● GOAL
In the rows below, take the line containing "of the flooded" up to and including the line containing "(1171, 754)", and write only those lines out again with "flooded field" replaced by "waterlogged meadow" and everything else unchanged.

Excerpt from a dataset
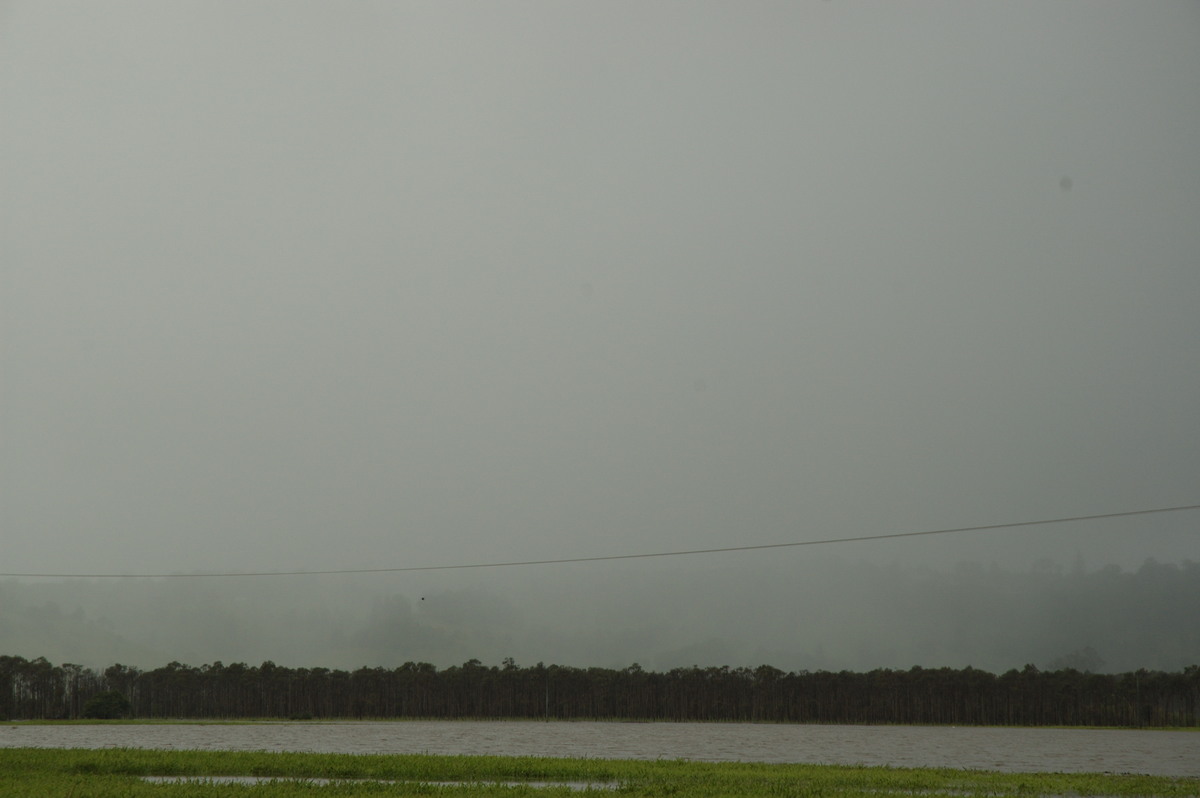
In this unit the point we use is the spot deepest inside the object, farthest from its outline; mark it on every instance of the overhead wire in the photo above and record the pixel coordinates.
(615, 557)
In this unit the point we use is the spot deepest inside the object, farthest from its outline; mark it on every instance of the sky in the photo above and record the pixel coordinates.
(317, 286)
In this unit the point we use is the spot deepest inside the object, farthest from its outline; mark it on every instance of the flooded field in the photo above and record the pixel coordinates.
(1171, 754)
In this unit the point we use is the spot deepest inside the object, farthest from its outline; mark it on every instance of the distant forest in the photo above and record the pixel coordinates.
(37, 689)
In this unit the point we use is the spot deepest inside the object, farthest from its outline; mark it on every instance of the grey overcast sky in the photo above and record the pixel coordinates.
(365, 285)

● COMPLETE RESPONSE
In this unit the point we use is the spot deepest inside the object, farthest from its outline; mark it on every instance of the waterlogged meadow in the photo above and record the pixel coordinates.
(1171, 754)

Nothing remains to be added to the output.